* EXERCISE TASKS *
A – Can you return everything in the football thread from "As well as someone" down to "they were doing!!!!"?
B – Which lines of the rows contain the string "base"? Collect every one of them.

* EXTRACT *
-=-=-

# Oh Oh Woodpecker!!!!!!!!!



## djleye (Nov 14, 2002)

Hey WP, You guys are going down the tubes fast!!!! 

I know that my team is too, I just want someone in the tunes with me!!!!


----------



## woodpecker (Mar 2, 2005)

xxxxxxxxxxxxxxxxxxxxxx


----------



## djleye (Nov 14, 2002)

I went to NDSU with Tyrone, we had a few classes together.

ANd NO, they weren't underwater BB stacking or PE 406!!!!!

That was a big letdown to see that article!!!!


----------



## Remmi_&amp;_I (Dec 2, 2003)

djleye said:


> Hey WP, You guys are going down the tubes fast!!!!
> 
> I know that my team is too, I just want someone in the tunes with me!!!!


Well, atleast we beat the vikes once this season! I have become disgusted with football this season and am hoping this season is a rebuilding year :eyeroll:


----------



## Springer (Dec 21, 2004)

> am hoping this season is a rebuilding year


Do you mean that you hope that they realize they need to rebuild after this year?

I hope the vike's can find some recievers that can hang onto the ball.


----------



## djleye (Nov 14, 2002)

As well as someone that can deliver that ball further than 20 yards down the field.

The one thing I am very happy about.......Earlier this year there was a clamoring for the mgmt. to give Brad Johnson a raise as he was the lowest paid starter. Good decision to NOT do that. I guess they knew what they were doing!!!!


----------



## HUNTNFISHND (Mar 16, 2004)

I hope this Jackson kid gets to start the rest of the season. Would be nice to see how he handles the job and wether they need to draft or sign another QB for next year. :-?


----------



## Norm70 (Aug 26, 2005)

The vikes are getting just about impossible to watch. At least in down years they could keep it exciting by losing games 35-30 or something like that. Now its so god awful boring to watch and they are still bad uke:


----------



## malspeck (Nov 21, 2005)

Hey wp! Where did we go wrong from 7-2 to 7-6! Lets hope we can bounce back and win the remaining 3. GO BRONCOS!


----------



## swift (Jun 4, 2004)

The only good thing about the Bronco's is they have two UND players on the team. Good luck to Chad Mustard and Chris Kuper.


----------



## woodpecker (Mar 2, 2005)

xxxxxxxxxxxxxxxxxxxxxxx


----------

-=-=-

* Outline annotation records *
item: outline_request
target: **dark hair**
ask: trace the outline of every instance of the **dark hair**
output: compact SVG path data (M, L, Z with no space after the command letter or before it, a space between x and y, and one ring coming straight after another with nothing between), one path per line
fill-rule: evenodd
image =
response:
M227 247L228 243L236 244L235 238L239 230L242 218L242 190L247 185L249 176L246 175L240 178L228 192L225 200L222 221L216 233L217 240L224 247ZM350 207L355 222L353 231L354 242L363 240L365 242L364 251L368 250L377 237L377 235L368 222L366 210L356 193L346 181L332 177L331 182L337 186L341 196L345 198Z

-=-=-

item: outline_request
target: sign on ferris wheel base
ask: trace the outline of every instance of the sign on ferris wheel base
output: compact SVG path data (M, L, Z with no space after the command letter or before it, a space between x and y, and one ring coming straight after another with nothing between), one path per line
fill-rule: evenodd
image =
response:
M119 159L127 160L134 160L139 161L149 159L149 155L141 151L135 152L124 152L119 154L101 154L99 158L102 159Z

-=-=-

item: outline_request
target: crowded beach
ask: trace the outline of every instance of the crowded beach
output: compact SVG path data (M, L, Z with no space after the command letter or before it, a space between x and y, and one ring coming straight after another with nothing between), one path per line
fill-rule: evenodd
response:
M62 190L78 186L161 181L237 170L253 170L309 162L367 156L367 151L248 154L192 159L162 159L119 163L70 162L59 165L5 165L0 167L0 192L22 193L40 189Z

-=-=-

* EXERCISE ANSWERS *
A –
As well as someone that can deliver that ball further than 20 yards down the field.

The one thing I am very happy about.......Earlier this year there was a clamoring for the mgmt. to give Brad Johnson a raise as he was the lowest paid starter. Good decision to NOT do that. I guess they knew what they were doing!!!!

B –
target: sign on ferris wheel base
ask: trace the outline of every instance of the sign on ferris wheel base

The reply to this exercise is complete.